Rewrite the lines below, changing "smallest" to "tightest" wherever it occurs and keeping everything else the same. Leave out the pictures.

::::

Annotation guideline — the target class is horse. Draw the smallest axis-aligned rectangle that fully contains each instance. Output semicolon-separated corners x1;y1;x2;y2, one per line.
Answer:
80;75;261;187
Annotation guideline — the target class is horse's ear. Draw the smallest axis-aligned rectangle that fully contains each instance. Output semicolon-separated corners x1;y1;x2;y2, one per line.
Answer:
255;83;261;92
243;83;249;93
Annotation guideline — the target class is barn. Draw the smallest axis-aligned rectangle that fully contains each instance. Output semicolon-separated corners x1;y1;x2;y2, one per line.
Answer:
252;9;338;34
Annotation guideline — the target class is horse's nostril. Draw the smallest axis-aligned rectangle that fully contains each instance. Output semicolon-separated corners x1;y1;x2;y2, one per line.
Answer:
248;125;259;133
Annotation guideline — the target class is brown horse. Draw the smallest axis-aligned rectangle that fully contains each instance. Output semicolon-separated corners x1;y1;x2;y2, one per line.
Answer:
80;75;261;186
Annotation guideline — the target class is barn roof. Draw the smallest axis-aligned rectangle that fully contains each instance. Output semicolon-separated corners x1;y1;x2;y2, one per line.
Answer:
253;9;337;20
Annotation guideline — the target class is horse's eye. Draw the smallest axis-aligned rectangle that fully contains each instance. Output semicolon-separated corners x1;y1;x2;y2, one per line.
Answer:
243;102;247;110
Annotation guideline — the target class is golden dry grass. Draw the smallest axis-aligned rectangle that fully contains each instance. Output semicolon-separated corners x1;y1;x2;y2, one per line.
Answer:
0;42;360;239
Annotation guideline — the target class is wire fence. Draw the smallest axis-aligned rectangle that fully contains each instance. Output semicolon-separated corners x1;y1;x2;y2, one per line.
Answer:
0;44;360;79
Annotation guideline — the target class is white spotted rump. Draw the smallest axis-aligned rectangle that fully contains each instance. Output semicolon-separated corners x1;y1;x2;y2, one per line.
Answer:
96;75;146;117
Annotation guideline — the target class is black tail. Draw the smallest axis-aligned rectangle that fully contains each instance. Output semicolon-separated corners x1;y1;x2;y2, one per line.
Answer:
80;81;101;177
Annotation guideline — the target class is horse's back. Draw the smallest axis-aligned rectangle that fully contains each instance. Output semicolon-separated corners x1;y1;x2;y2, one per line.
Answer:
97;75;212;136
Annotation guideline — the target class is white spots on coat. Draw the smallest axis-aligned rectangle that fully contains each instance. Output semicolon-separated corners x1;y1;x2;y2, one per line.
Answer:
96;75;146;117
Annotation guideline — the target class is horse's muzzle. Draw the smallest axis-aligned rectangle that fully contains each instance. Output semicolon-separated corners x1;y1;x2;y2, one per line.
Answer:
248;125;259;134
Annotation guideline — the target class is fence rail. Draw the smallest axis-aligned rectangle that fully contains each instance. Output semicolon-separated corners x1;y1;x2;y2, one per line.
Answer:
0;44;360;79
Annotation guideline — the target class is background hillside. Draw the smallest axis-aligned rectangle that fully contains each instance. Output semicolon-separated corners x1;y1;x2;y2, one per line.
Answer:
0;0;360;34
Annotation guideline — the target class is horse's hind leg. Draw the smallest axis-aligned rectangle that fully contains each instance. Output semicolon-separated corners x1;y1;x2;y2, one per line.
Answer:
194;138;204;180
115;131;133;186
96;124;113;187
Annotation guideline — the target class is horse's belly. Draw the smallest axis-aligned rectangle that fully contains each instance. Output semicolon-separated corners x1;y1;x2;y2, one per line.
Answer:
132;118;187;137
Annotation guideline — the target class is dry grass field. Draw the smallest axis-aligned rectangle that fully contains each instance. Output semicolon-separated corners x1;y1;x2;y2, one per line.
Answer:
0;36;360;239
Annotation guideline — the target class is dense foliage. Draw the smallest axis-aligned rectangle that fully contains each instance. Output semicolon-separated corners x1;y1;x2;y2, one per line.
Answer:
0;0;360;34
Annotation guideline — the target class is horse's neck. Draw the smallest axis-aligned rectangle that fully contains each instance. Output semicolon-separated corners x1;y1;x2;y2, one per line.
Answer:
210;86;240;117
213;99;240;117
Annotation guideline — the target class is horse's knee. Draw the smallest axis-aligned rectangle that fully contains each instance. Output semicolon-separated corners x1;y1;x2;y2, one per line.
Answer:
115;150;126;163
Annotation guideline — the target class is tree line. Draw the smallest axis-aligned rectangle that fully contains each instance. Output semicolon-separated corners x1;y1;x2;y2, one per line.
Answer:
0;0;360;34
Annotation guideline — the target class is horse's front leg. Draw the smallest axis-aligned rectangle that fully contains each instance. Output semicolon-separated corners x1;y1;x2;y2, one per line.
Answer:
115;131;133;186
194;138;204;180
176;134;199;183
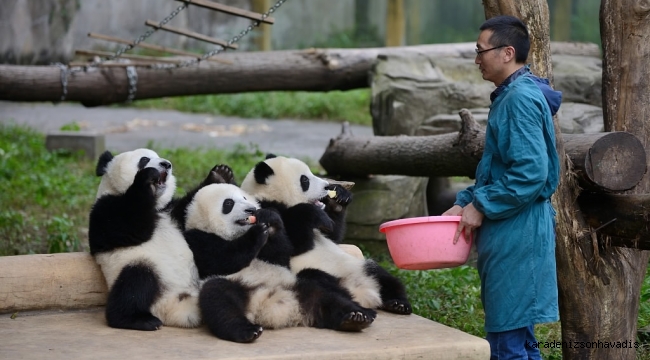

::::

=== EXERCISE ANSWER ===
Annotation guideline — the target class is horse. Draw the tightest axis-aligned rectangle that fully contains each instance. Output semicolon-separated corners x1;y1;x2;y2, one per line.
Answer:
80;75;261;187
Annotation guideline — the target class is horse's ear. Draw the tightest axis-aligned rectangle that fully contains each instance. Output semicolon-separated corners x1;y1;x2;y2, one per line.
Answer:
255;83;261;92
243;83;249;93
Annotation guideline — the target class is barn. Draw the tightest axis-aligned rectangle that fully contains each instance. Output semicolon-separated corners x1;y1;x2;y2, one per line.
Answer:
252;9;338;34
Annotation guideline — the target class is horse's nostril. Draw the tightest axis-aligned rectangle that fully contains each instance. Output semicolon-separated corners x1;y1;x2;y2, one per line.
Answer:
248;125;259;133
Annotation guideline — the target class is brown horse. Draw the tightest axis-aligned rectangle that fully contains each instance. Output semicolon-separated corners x1;y1;x2;y2, one per line.
Answer:
80;75;261;186
Annotation guideline — the target class is barn roof. Draw the tightest axis-aligned rectangle that fully contains each instance. Output semicolon-separated corners x1;y1;x2;y2, one per line.
Answer:
253;9;337;20
Annotation guideline — the target class is horse's eye. Draw the tightest axis-aligned rectangle that fully contains each instance. Output semicolon-separated corners x1;y1;x2;y2, one per line.
Answer:
243;102;247;110
Annotation guideline — the target class is golden dry grass. Draw the tightest axis-aligned rectangle that fully contains each instance. Output semicolon-separated corners x1;y1;x2;y2, one per line.
Answer:
0;42;360;239
Annotation guideline — the target class is wire fence. Draw the tightest axis-aligned rectangle that fully contains each instance. Output semicolon-separated corners x1;y1;x2;y2, one per line.
Answer:
0;44;360;79
Annotation guideline — the target class is white spotted rump. Draw the tightest axis-aligned rectangle that fully contains each instance. Output semicolon-separated corners x1;y1;x2;y2, one per line.
Answer:
96;75;146;117
Annotation guideline — the target class is black tail. Draw the tightest axis-aligned rectangle that fully contains each instance. Output semicolon-separated corners x1;y1;x2;y2, one per line.
Answer:
80;81;101;177
Annotation guideline — the target class is horse's back. Draw the tightest axis-aligned rectangle that fully contains each instance. Output semicolon-separated corners x1;y1;x2;y2, one per line.
Answer:
97;75;212;136
Annotation guideline — the target class is white spots on coat. Draw the tightest axis-aligned rectangle that fully contains each instance. Output semicolon-separated corners x1;y1;x2;y2, one per line.
Answer:
96;75;146;117
Annotation guideline — the target class is horse's muzzle. Draw the tightest axis-aligned rectangle that fully contains each instance. Output semicolon-separated corners x1;y1;x2;y2, one per line.
Answer:
248;125;259;134
Annotation guideline — the target class is fence rail. Draw the tightest axis-aligned rectangle that fully contains each instance. Output semicolon-separated corners x1;y1;x2;y2, one per line.
Answer:
0;44;360;79
Annotation guideline — the target class is background hillside. Draw the tightest axis-aligned rectangle that fully contains each instance. Output semicolon-separated corners x1;y1;x2;y2, one per line.
Answer:
0;0;360;34
Annotation guideline — the target class is horse's hind leg. Draw the tightest axis-aligned rectangle that fully contains each instance. Output semicolon-separated corners x1;y1;x2;y2, one per line.
Answer:
194;138;204;180
115;131;133;186
96;124;113;187
Annotation guideline — the target class is horse's belly. Draw the tightest axis-aligned rectangle that fully contains each instance. Output semicolon-separated corners x1;y1;x2;y2, one per line.
Answer:
132;118;187;137
Annotation guideline — the target class is dry grass field. Draw the tightest axis-aligned rectangle that fully contains each instance. Output semicolon-separated corners x1;y1;x2;y2, one per line.
Answer:
0;36;360;239
Annotation guideline — the target class is dense foliage. Draw the tightest axis-aligned rectangle that fully contains each instance. Output semicolon-separated corners x1;y1;x2;y2, one per line.
Answer:
0;0;360;34
Annotation guideline — the target class is horse's neck. Draw the tightest axis-aligned rectangle that fully contains each instance. Output semicolon-separated corners x1;y1;x2;y2, one per line.
Answer:
210;86;240;117
213;99;240;117
Annotation guideline — the target class is horse's knee. Draw the tightest axis-aligned rectangle that fully contains each instance. Output semicolon-separated corners x1;y1;x2;y2, one per line.
Answer:
115;150;126;163
Annotation guideline — the target class is tree line. Draw the tightest axis-aligned rectangle that fully contains each instance. Output semicolon-separated corners x1;y1;x2;y2, one per line.
Answer:
0;0;360;34
Annotation guideline — the target class is horse's front leg. Draw the tightest axis-aligned rectangle that fully contains each instance. Output semicolon-separated corners x1;y1;x2;y2, one per line.
Answer:
115;131;133;186
194;138;204;180
176;134;199;183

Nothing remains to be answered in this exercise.